WHAT YOU SHOULD DO
Take the material below and write it all out again exactly.

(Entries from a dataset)
########################################

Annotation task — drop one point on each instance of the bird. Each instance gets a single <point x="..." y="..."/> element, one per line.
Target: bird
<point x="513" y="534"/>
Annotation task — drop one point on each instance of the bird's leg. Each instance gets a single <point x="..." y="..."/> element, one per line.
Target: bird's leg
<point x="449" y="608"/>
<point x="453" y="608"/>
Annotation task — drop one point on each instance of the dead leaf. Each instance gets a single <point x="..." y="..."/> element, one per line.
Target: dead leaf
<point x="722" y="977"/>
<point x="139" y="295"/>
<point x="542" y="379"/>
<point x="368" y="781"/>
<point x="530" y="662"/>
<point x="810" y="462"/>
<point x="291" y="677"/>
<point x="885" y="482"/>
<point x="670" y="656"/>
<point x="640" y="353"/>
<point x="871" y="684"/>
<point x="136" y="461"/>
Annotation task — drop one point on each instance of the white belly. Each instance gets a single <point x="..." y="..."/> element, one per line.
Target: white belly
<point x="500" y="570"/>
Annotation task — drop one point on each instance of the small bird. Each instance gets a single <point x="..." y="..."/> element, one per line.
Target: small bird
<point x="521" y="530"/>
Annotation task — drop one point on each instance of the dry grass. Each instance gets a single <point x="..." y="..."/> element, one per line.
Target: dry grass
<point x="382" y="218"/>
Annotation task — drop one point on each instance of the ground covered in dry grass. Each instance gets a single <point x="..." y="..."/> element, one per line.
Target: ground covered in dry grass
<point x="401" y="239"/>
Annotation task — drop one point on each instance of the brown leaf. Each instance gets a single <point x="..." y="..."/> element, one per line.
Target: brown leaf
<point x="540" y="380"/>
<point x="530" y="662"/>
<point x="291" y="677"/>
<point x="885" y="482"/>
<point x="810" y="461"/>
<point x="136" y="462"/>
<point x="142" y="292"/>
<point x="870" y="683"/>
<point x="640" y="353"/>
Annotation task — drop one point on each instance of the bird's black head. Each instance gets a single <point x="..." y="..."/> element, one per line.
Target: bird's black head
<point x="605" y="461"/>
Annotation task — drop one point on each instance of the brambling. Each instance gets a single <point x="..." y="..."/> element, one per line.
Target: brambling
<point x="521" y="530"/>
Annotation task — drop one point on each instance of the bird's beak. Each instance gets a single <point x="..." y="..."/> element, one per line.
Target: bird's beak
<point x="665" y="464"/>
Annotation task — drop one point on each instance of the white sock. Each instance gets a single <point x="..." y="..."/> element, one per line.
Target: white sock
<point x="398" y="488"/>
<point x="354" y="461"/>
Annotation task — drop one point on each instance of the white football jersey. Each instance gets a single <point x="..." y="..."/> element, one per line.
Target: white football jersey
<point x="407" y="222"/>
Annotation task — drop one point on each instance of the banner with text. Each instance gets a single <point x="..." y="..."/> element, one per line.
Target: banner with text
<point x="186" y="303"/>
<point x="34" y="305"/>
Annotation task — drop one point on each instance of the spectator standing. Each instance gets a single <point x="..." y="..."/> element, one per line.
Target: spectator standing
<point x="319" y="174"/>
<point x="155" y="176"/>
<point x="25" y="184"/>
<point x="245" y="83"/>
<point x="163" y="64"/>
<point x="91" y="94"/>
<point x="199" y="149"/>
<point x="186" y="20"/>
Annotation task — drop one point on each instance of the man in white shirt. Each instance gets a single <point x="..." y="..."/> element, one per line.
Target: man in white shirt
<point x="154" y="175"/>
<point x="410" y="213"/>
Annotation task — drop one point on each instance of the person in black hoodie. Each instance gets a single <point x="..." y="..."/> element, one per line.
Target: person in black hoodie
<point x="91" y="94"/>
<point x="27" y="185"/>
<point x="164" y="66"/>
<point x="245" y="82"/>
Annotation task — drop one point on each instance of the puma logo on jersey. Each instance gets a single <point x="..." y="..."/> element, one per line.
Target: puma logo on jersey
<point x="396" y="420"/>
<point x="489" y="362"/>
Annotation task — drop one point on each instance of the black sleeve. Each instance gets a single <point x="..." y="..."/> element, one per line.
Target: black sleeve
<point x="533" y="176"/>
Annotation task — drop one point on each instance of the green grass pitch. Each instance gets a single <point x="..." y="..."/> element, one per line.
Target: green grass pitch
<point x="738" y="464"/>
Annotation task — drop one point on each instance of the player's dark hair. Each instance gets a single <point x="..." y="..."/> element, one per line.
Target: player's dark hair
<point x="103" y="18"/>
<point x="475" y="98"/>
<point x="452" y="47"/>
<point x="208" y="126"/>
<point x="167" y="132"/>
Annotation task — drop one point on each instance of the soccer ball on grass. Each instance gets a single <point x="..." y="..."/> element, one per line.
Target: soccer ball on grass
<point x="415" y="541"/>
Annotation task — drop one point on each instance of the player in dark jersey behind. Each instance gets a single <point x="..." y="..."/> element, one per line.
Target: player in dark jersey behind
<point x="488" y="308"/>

########################################

SOLVED PROBLEM
Annotation task — drop one point on each instance of the bird. Each instance gets a single <point x="..." y="..."/> element, one per line.
Target: bird
<point x="513" y="534"/>
Annotation task — drop one point on each instance of the bird's leg. Each instance gets a single <point x="..." y="..."/> element, one per line.
Target: bird's leg
<point x="449" y="608"/>
<point x="453" y="608"/>
Annotation task — drop one point on each instance of the dead leaf. Each instance gets a single <point x="..." y="..."/> element, one per line.
Target: dead leaf
<point x="722" y="977"/>
<point x="139" y="295"/>
<point x="542" y="379"/>
<point x="368" y="781"/>
<point x="530" y="662"/>
<point x="810" y="462"/>
<point x="291" y="677"/>
<point x="885" y="482"/>
<point x="670" y="656"/>
<point x="640" y="353"/>
<point x="871" y="684"/>
<point x="136" y="461"/>
Annotation task — drop one point on each instance of the white belly. Each instance gets a single <point x="..." y="..."/> element, one per line.
Target: white belly
<point x="500" y="570"/>
Annotation task — drop one point on each instance of the small bird. Each instance gets a single <point x="..." y="..."/> element, one per line.
Target: small bird
<point x="521" y="530"/>
Annotation task — drop one point on each instance of the dry grass. Each instance gets a single <point x="..." y="..."/> element, one per line.
Target: dry grass
<point x="382" y="218"/>
Annotation task — drop one point on each instance of the ground covered in dry grass. Each instance gets a single <point x="..." y="..."/> element, one per line.
Target: ground covered in dry grass
<point x="401" y="239"/>
Annotation task — drop one point on each instance of the brown leaf. Each instance gets a single <point x="..." y="..."/> element, one per line.
Target: brown leaf
<point x="540" y="380"/>
<point x="530" y="662"/>
<point x="291" y="677"/>
<point x="885" y="482"/>
<point x="810" y="461"/>
<point x="136" y="462"/>
<point x="142" y="292"/>
<point x="870" y="683"/>
<point x="640" y="353"/>
Annotation task — drop one point on each instance of the bird's black head. Each instance gets a single <point x="..." y="..."/> element, one per line.
Target: bird's black head
<point x="605" y="461"/>
Annotation task — drop one point on each instance of the brambling. Each instance gets a single <point x="..." y="..."/> element, one per line.
Target: brambling
<point x="521" y="530"/>
Annotation task — drop one point on each instance of the bird's beak. Each instance gets a single <point x="..." y="..."/> element, one per line.
Target: bird's beak
<point x="665" y="464"/>
Annotation task — drop one point on each instance of the white sock. Each instance gets a single <point x="..." y="..."/> element, one per line.
Target: white sock
<point x="398" y="488"/>
<point x="354" y="461"/>
Annotation task — drop one point on each instance of the white football jersey. Each instance gets a single <point x="..." y="..."/> element, one per line.
Target: white football jersey
<point x="407" y="222"/>
Annotation task — drop one point on each instance of the banner with text. Each instance gets a single <point x="..." y="..."/> element, one per line.
Target: banner with text
<point x="186" y="303"/>
<point x="34" y="305"/>
Annotation task — drop one point on each instance of the spectator standing. Each instance gets a single <point x="..." y="..."/> element, one per line.
Target: spectator standing
<point x="319" y="174"/>
<point x="155" y="176"/>
<point x="25" y="184"/>
<point x="245" y="83"/>
<point x="163" y="64"/>
<point x="91" y="94"/>
<point x="199" y="149"/>
<point x="186" y="20"/>
Annotation task — drop one point on each instance of the man in white shirt. Each instance gets a single <point x="..." y="..."/> element, one per line.
Target: man in white shirt
<point x="154" y="175"/>
<point x="410" y="213"/>
Annotation task — drop one point on each instance of the person in black hoodie. Each instance gets a single <point x="..." y="..."/> element, one per line.
Target: person in black hoodie
<point x="91" y="94"/>
<point x="27" y="185"/>
<point x="164" y="66"/>
<point x="245" y="82"/>
Annotation task — drop one point on each instance of the puma logo on jersey. Each instance gets a single <point x="..." y="..."/> element, one per line.
Target: puma logo on jersey
<point x="396" y="420"/>
<point x="489" y="362"/>
Annotation task — drop one point on each instance of the black sleeve. Each instance gets a single <point x="..." y="..."/> element, one per line.
Target: black sleeve
<point x="533" y="176"/>
Annotation task — drop one point on each instance of the green grass pitch. Each instance gets a single <point x="..." y="..."/> element, one per line.
Target: green grass pitch
<point x="738" y="464"/>
Annotation task — drop one point on each instance of the player's dark hair. Each instance gets a single <point x="..." y="..."/> element, one per line.
Target: player's dark hair
<point x="103" y="18"/>
<point x="475" y="98"/>
<point x="452" y="47"/>
<point x="208" y="126"/>
<point x="167" y="132"/>
Annotation task — drop one point on each instance of the soccer ball on grass. Each instance gets a single <point x="..." y="..."/> element, one per line.
Target: soccer ball on grass
<point x="415" y="541"/>
Annotation task — drop one point on each instance of the player in dark jersey behind. Each instance gets a single <point x="..." y="..."/> element, one per line.
Target: player in dark jersey behind
<point x="488" y="308"/>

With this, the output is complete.